● **Prompt**
Recast every line of the items below as a Markdown table with the columns Row and Line. Number the rows in order, and leave out blank lines.
[start Stored data]
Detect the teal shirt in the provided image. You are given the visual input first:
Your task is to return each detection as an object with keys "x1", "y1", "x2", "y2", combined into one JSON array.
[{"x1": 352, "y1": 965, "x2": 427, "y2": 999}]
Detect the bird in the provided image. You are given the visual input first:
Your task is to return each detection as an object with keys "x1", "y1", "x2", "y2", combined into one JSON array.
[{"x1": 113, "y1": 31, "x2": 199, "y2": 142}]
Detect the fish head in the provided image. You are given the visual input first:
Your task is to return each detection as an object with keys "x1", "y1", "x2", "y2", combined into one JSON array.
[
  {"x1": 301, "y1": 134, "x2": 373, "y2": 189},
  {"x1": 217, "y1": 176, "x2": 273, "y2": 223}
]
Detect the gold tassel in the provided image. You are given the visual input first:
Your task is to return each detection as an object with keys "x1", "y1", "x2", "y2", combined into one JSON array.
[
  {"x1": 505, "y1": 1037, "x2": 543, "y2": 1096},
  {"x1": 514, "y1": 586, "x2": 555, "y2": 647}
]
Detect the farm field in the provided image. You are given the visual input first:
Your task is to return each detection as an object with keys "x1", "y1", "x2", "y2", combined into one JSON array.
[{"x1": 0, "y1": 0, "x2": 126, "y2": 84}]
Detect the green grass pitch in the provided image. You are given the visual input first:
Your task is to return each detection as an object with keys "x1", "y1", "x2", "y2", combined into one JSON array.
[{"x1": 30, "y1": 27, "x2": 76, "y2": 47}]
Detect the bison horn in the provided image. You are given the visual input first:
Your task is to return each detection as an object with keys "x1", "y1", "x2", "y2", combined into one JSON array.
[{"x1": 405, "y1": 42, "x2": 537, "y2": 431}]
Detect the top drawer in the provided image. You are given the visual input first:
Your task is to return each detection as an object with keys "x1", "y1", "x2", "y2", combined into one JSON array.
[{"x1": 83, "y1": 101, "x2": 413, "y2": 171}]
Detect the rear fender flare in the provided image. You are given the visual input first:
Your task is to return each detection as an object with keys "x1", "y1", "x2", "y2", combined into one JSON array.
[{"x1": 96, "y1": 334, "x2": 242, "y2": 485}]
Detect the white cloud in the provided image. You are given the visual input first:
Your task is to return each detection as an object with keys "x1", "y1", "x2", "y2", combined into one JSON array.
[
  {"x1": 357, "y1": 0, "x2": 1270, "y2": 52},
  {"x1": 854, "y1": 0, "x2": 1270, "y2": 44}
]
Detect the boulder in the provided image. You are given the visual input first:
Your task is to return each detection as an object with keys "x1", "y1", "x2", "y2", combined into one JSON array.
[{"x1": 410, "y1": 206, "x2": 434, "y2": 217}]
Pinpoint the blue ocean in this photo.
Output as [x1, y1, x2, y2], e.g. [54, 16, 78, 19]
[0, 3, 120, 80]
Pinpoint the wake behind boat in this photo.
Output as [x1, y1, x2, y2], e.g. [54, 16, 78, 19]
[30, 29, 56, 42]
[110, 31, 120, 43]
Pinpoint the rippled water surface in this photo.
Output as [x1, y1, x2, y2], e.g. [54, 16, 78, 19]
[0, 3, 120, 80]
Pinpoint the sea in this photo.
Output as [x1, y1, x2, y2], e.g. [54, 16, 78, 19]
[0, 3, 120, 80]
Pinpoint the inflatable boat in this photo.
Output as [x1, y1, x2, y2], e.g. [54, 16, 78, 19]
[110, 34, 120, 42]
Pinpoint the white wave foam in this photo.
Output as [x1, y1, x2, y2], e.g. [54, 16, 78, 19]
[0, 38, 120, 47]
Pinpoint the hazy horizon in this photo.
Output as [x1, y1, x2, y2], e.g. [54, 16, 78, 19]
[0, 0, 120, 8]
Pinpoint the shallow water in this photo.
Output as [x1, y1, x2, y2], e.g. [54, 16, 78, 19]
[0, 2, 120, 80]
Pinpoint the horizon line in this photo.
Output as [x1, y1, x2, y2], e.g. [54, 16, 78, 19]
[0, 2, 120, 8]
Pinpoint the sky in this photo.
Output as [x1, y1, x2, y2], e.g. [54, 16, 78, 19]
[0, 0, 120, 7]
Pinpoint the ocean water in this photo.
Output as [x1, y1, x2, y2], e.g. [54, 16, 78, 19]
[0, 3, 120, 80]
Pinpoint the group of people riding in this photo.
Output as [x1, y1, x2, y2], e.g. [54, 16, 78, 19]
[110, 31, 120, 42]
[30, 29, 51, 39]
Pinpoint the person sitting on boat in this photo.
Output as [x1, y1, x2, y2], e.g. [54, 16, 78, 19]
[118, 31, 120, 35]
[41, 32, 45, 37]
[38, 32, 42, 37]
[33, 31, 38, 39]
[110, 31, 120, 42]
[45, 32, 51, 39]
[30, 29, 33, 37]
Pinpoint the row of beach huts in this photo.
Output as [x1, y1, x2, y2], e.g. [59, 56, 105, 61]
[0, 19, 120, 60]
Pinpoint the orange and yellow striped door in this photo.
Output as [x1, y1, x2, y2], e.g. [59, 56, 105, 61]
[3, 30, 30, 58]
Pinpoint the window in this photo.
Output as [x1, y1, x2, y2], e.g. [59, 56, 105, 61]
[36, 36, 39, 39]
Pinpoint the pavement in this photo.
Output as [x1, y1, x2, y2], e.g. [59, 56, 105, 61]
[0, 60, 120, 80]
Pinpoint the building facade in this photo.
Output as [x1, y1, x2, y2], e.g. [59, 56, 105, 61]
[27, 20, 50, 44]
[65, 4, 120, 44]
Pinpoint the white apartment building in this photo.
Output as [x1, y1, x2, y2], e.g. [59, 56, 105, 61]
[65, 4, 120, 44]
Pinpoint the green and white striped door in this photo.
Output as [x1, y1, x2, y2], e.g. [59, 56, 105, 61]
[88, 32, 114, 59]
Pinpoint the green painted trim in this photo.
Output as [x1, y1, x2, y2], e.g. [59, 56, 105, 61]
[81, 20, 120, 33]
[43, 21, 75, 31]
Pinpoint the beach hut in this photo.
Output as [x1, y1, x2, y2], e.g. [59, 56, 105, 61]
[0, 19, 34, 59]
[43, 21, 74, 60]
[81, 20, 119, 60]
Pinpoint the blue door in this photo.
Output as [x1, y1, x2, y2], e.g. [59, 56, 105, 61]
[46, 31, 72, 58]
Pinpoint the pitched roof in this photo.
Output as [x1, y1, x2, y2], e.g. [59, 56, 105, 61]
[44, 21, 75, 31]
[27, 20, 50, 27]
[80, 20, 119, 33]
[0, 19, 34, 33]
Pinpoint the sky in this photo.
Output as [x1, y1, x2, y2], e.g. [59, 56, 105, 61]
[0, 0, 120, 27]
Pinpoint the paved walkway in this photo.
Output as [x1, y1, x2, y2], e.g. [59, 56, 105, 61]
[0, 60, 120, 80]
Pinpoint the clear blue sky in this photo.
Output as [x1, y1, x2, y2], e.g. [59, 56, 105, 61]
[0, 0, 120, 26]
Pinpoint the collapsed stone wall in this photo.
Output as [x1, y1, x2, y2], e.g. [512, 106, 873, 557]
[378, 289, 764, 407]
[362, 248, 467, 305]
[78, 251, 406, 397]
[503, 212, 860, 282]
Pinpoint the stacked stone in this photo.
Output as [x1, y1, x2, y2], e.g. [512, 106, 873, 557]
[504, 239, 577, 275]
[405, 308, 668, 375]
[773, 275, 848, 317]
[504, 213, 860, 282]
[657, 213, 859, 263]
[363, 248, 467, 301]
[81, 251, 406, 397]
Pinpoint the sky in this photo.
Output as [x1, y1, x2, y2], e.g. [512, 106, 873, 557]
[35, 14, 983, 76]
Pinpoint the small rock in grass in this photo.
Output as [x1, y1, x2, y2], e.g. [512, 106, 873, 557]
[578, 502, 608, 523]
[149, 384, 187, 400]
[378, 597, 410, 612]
[end Stored data]
● **Expected output**
| Row | Line |
|---|---|
| 1 | Detect the teal shirt in the provided image. You are given the visual input first: |
| 2 | Your task is to return each detection as an object with keys "x1", "y1", "x2", "y2", combined into one JSON array. |
| 3 | [{"x1": 352, "y1": 965, "x2": 427, "y2": 999}] |
| 4 | Detect the bird in the provided image. You are given the visual input first: |
| 5 | Your task is to return each detection as an object with keys "x1", "y1", "x2", "y2", combined into one JSON array. |
| 6 | [{"x1": 113, "y1": 31, "x2": 199, "y2": 142}] |
| 7 | Detect the fish head in the provided image. You are given the visual input first: |
| 8 | Your task is to return each detection as an object with keys "x1", "y1", "x2", "y2", combined into one JSON array. |
| 9 | [ |
| 10 |   {"x1": 301, "y1": 134, "x2": 373, "y2": 189}, |
| 11 |   {"x1": 217, "y1": 176, "x2": 273, "y2": 223} |
| 12 | ] |
| 13 | Detect the gold tassel in the provided image. You are given the visual input first: |
| 14 | Your task is to return each detection as an object with keys "x1", "y1", "x2", "y2", combined into one JSON array. |
| 15 | [ |
| 16 |   {"x1": 505, "y1": 1037, "x2": 543, "y2": 1096}, |
| 17 |   {"x1": 514, "y1": 586, "x2": 555, "y2": 647} |
| 18 | ] |
| 19 | Detect the farm field in the provided image. You are given the visual input first: |
| 20 | Your task is to return each detection as an object with keys "x1", "y1", "x2", "y2", combined into one JSON array. |
| 21 | [{"x1": 0, "y1": 0, "x2": 126, "y2": 84}] |
| 22 | Detect the green grass pitch in the provided image. You are given the visual input first: |
| 23 | Your task is to return each detection as an object with keys "x1", "y1", "x2", "y2", combined into one JSON array. |
| 24 | [{"x1": 30, "y1": 27, "x2": 76, "y2": 47}] |
| 25 | Detect the bison horn in the provided image. You are given the visual input first: |
| 26 | Your task is to return each detection as an object with keys "x1", "y1", "x2", "y2", combined into one JSON array. |
| 27 | [{"x1": 405, "y1": 42, "x2": 537, "y2": 431}] |
| 28 | Detect the top drawer in the provided image. You are given the visual input first: |
| 29 | Your task is to return each detection as an object with keys "x1", "y1", "x2", "y2", combined into one JSON array. |
| 30 | [{"x1": 83, "y1": 101, "x2": 413, "y2": 171}] |
| 31 | Detect the rear fender flare in the provided image. You are given the visual input first: |
| 32 | Your task is to return each detection as an object with keys "x1", "y1", "x2", "y2", combined into one JSON array. |
| 33 | [{"x1": 96, "y1": 334, "x2": 242, "y2": 485}] |
| 34 | Detect the white cloud in the provided image. You are given the visual input first: |
| 35 | Your task is to return each detection as an object with keys "x1", "y1", "x2", "y2", combined into one JSON array. |
| 36 | [ |
| 37 |   {"x1": 357, "y1": 0, "x2": 1270, "y2": 52}, |
| 38 |   {"x1": 854, "y1": 0, "x2": 1270, "y2": 44} |
| 39 | ] |
| 40 | Detect the boulder in the provided image. You are given the visual input first: |
| 41 | Your task is to return each detection as an object with keys "x1", "y1", "x2", "y2", combined into one JSON array. |
| 42 | [{"x1": 410, "y1": 206, "x2": 434, "y2": 217}] |
| 43 | Pinpoint the blue ocean in this photo. |
| 44 | Output as [x1, y1, x2, y2], e.g. [54, 16, 78, 19] |
| 45 | [0, 3, 120, 80] |
| 46 | Pinpoint the wake behind boat in this photo. |
| 47 | Output as [x1, y1, x2, y2], e.g. [54, 16, 78, 19] |
| 48 | [30, 29, 56, 42] |
| 49 | [110, 31, 120, 43] |
| 50 | Pinpoint the rippled water surface in this photo. |
| 51 | Output as [x1, y1, x2, y2], e.g. [54, 16, 78, 19] |
| 52 | [0, 3, 120, 80] |
| 53 | Pinpoint the sea in this photo. |
| 54 | Output as [x1, y1, x2, y2], e.g. [54, 16, 78, 19] |
| 55 | [0, 3, 120, 80] |
| 56 | Pinpoint the inflatable boat in this photo. |
| 57 | Output as [x1, y1, x2, y2], e.g. [54, 16, 78, 19] |
| 58 | [110, 34, 120, 42] |
| 59 | Pinpoint the white wave foam in this photo. |
| 60 | Output as [x1, y1, x2, y2], e.g. [54, 16, 78, 19] |
| 61 | [0, 38, 120, 47] |
| 62 | Pinpoint the hazy horizon in this photo. |
| 63 | Output as [x1, y1, x2, y2], e.g. [54, 16, 78, 19] |
| 64 | [0, 0, 120, 8] |
| 65 | Pinpoint the shallow water in this photo. |
| 66 | Output as [x1, y1, x2, y2], e.g. [54, 16, 78, 19] |
| 67 | [0, 2, 120, 80] |
| 68 | Pinpoint the horizon line in this photo. |
| 69 | Output as [x1, y1, x2, y2], e.g. [54, 16, 78, 19] |
| 70 | [0, 2, 120, 8] |
| 71 | Pinpoint the sky in this photo. |
| 72 | Output as [x1, y1, x2, y2], e.g. [54, 16, 78, 19] |
| 73 | [0, 0, 120, 7] |
| 74 | Pinpoint the ocean water in this photo. |
| 75 | Output as [x1, y1, x2, y2], e.g. [54, 16, 78, 19] |
| 76 | [0, 3, 120, 80] |
| 77 | Pinpoint the group of people riding in this photo. |
| 78 | Output as [x1, y1, x2, y2], e.g. [54, 16, 78, 19] |
| 79 | [110, 31, 120, 42] |
| 80 | [30, 29, 51, 39] |
| 81 | Pinpoint the person sitting on boat in this photo. |
| 82 | Output as [x1, y1, x2, y2], e.g. [54, 16, 78, 19] |
| 83 | [118, 31, 120, 35] |
| 84 | [41, 32, 45, 37] |
| 85 | [38, 32, 42, 37] |
| 86 | [33, 31, 38, 39] |
| 87 | [110, 31, 120, 42] |
| 88 | [45, 32, 51, 39] |
| 89 | [30, 29, 33, 37] |
| 90 | Pinpoint the row of beach huts in this photo. |
| 91 | Output as [x1, y1, x2, y2], e.g. [59, 56, 105, 61] |
| 92 | [0, 19, 120, 60] |
| 93 | Pinpoint the orange and yellow striped door in this photo. |
| 94 | Output as [x1, y1, x2, y2], e.g. [59, 56, 105, 61] |
| 95 | [3, 30, 30, 58] |
| 96 | Pinpoint the window in this photo. |
| 97 | Output as [x1, y1, x2, y2], e.g. [59, 56, 105, 61] |
| 98 | [36, 36, 39, 39] |
| 99 | Pinpoint the pavement in this photo. |
| 100 | Output as [x1, y1, x2, y2], e.g. [59, 56, 105, 61] |
| 101 | [0, 60, 120, 80] |
| 102 | Pinpoint the building facade in this photo. |
| 103 | Output as [x1, y1, x2, y2], e.g. [59, 56, 105, 61] |
| 104 | [27, 20, 50, 44] |
| 105 | [65, 4, 120, 44] |
| 106 | Pinpoint the white apartment building in this photo. |
| 107 | Output as [x1, y1, x2, y2], e.g. [59, 56, 105, 61] |
| 108 | [65, 4, 120, 44] |
| 109 | Pinpoint the green and white striped door in this photo. |
| 110 | Output as [x1, y1, x2, y2], e.g. [59, 56, 105, 61] |
| 111 | [88, 32, 114, 59] |
| 112 | Pinpoint the green painted trim in this photo. |
| 113 | Output as [x1, y1, x2, y2], e.g. [59, 56, 105, 61] |
| 114 | [81, 20, 120, 33] |
| 115 | [43, 21, 75, 31] |
| 116 | Pinpoint the beach hut in this photo. |
| 117 | Output as [x1, y1, x2, y2], e.g. [59, 56, 105, 61] |
| 118 | [0, 19, 34, 59] |
| 119 | [43, 21, 74, 60] |
| 120 | [81, 20, 119, 60] |
| 121 | Pinpoint the blue door in this photo. |
| 122 | Output as [x1, y1, x2, y2], e.g. [59, 56, 105, 61] |
| 123 | [46, 31, 72, 58] |
| 124 | Pinpoint the pitched roof in this photo. |
| 125 | Output as [x1, y1, x2, y2], e.g. [59, 56, 105, 61] |
| 126 | [44, 21, 75, 31] |
| 127 | [27, 20, 50, 27] |
| 128 | [80, 20, 119, 33] |
| 129 | [0, 19, 34, 33] |
| 130 | Pinpoint the sky in this photo. |
| 131 | Output as [x1, y1, x2, y2], e.g. [59, 56, 105, 61] |
| 132 | [0, 0, 120, 27] |
| 133 | Pinpoint the paved walkway in this photo. |
| 134 | Output as [x1, y1, x2, y2], e.g. [59, 56, 105, 61] |
| 135 | [0, 60, 120, 80] |
| 136 | Pinpoint the clear blue sky in this photo. |
| 137 | Output as [x1, y1, x2, y2], e.g. [59, 56, 105, 61] |
| 138 | [0, 0, 120, 26] |
| 139 | Pinpoint the collapsed stone wall in this photo. |
| 140 | Output as [x1, y1, x2, y2], e.g. [512, 106, 873, 557] |
| 141 | [378, 289, 764, 407] |
| 142 | [362, 248, 467, 305] |
| 143 | [78, 251, 406, 397] |
| 144 | [503, 212, 860, 282] |
| 145 | Pinpoint the stacked stone in this photo. |
| 146 | Output as [x1, y1, x2, y2], e.g. [512, 106, 873, 557] |
| 147 | [504, 239, 577, 275] |
| 148 | [405, 308, 668, 375] |
| 149 | [773, 275, 848, 317] |
| 150 | [504, 213, 860, 282] |
| 151 | [657, 213, 859, 263] |
| 152 | [363, 248, 467, 301] |
| 153 | [81, 251, 406, 397] |
| 154 | Pinpoint the sky in this photo. |
| 155 | Output as [x1, y1, x2, y2], e.g. [512, 106, 873, 557] |
| 156 | [35, 14, 983, 76] |
| 157 | Pinpoint the small rock in grass in this photo. |
| 158 | Output as [x1, y1, x2, y2], e.g. [512, 106, 873, 557] |
| 159 | [578, 502, 608, 523] |
| 160 | [149, 384, 187, 400] |
| 161 | [378, 597, 410, 612] |